→ WHAT IS NEEDED: Reproduce the data from its beginning through the line containing "180 116 L 181", changing "refrigerator door handle" to "fridge door handle" and keeping everything else the same. Leave the pictures out.

→ DATA FOR THIS TASK:
****************

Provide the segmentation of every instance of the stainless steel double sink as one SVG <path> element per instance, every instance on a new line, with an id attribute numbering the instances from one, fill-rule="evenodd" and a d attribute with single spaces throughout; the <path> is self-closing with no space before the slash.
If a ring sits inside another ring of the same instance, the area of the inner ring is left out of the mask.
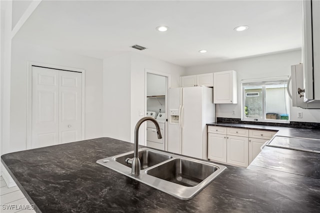
<path id="1" fill-rule="evenodd" d="M 126 162 L 130 152 L 100 159 L 96 162 L 182 200 L 190 200 L 226 167 L 150 148 L 139 150 L 140 174 L 131 174 Z"/>

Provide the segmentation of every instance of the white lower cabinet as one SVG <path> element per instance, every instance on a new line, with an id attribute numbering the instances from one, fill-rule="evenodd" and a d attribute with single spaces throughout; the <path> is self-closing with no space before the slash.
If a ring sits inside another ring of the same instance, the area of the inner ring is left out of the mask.
<path id="1" fill-rule="evenodd" d="M 267 141 L 265 139 L 258 139 L 249 138 L 249 163 L 251 163 L 259 154 L 260 148 Z"/>
<path id="2" fill-rule="evenodd" d="M 226 162 L 246 167 L 248 164 L 248 138 L 238 136 L 226 137 Z"/>
<path id="3" fill-rule="evenodd" d="M 226 135 L 208 134 L 208 158 L 226 162 Z"/>
<path id="4" fill-rule="evenodd" d="M 246 167 L 259 154 L 260 148 L 276 132 L 209 126 L 208 158 L 212 161 Z"/>

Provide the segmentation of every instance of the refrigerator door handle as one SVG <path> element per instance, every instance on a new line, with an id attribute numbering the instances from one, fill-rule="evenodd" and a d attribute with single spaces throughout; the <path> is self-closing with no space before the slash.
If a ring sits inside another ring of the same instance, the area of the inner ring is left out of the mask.
<path id="1" fill-rule="evenodd" d="M 179 126 L 181 126 L 181 107 L 182 106 L 179 106 Z"/>
<path id="2" fill-rule="evenodd" d="M 180 116 L 181 117 L 181 126 L 184 128 L 184 106 L 182 105 L 182 108 L 181 108 L 181 115 Z"/>

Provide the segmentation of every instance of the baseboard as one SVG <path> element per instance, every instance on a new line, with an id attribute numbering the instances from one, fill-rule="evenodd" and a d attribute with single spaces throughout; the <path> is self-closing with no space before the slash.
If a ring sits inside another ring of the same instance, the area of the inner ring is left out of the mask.
<path id="1" fill-rule="evenodd" d="M 16 186 L 16 182 L 14 182 L 14 179 L 11 177 L 8 171 L 6 170 L 4 166 L 4 165 L 2 164 L 2 162 L 1 163 L 1 176 L 4 178 L 4 180 L 8 188 L 10 188 Z"/>

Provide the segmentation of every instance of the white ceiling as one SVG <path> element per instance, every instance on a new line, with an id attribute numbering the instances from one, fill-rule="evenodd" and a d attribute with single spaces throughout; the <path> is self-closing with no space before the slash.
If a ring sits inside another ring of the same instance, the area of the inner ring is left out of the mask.
<path id="1" fill-rule="evenodd" d="M 301 48 L 301 6 L 298 0 L 42 1 L 15 39 L 98 58 L 136 52 L 190 66 Z M 162 24 L 169 30 L 156 31 Z M 240 25 L 250 28 L 233 30 Z M 136 44 L 148 49 L 130 47 Z"/>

****************

→ OUTPUT:
Provide the segmentation of every instance of the stainless steel double sink as one SVG <path> element per instance, every instance on a new line, with an id attribute numbering the instances from one, fill-rule="evenodd" and a d attribute with single spaces throughout; the <path> is self-closing with no space before the slash.
If a ring sits inside another ring of the same instance, the area of the inner ring is left out of the mask.
<path id="1" fill-rule="evenodd" d="M 126 162 L 130 152 L 100 159 L 96 162 L 182 200 L 190 200 L 226 167 L 150 148 L 139 150 L 140 174 L 131 174 Z"/>

Provide the segmentation of every instance of the white lower cabinet as one SVG <path> element per instance, every instance on a new line, with an id attribute numbering the instances from one, fill-rule="evenodd" and a d attribute with single spaces throughout; the <path> is self-closing with no space before the slash.
If a ring sits inside another ring of the same instance, the area of the inner ring is left out of the mask.
<path id="1" fill-rule="evenodd" d="M 267 141 L 265 139 L 258 139 L 249 138 L 249 163 L 251 163 L 259 154 L 260 148 Z"/>
<path id="2" fill-rule="evenodd" d="M 226 162 L 246 167 L 248 164 L 248 138 L 238 136 L 226 137 Z"/>
<path id="3" fill-rule="evenodd" d="M 226 135 L 208 134 L 208 158 L 226 162 Z"/>
<path id="4" fill-rule="evenodd" d="M 246 167 L 259 154 L 260 148 L 276 132 L 209 126 L 208 158 L 212 161 Z"/>

Provide the segmentation of every instance of the fridge door handle as one SVG <path> element per instance, every instance on a new line, with an id attribute numbering the instances from one, fill-rule="evenodd" and a d attribute with single spaces throughout; the <path> is self-closing with no space before the slash.
If a ring sits inside another ring of the same instance, the area of the inner ring is left out of the mask.
<path id="1" fill-rule="evenodd" d="M 179 126 L 181 126 L 181 107 L 182 106 L 179 106 Z"/>
<path id="2" fill-rule="evenodd" d="M 180 116 L 181 117 L 181 126 L 184 128 L 184 106 L 182 105 L 182 108 L 181 108 L 181 115 Z"/>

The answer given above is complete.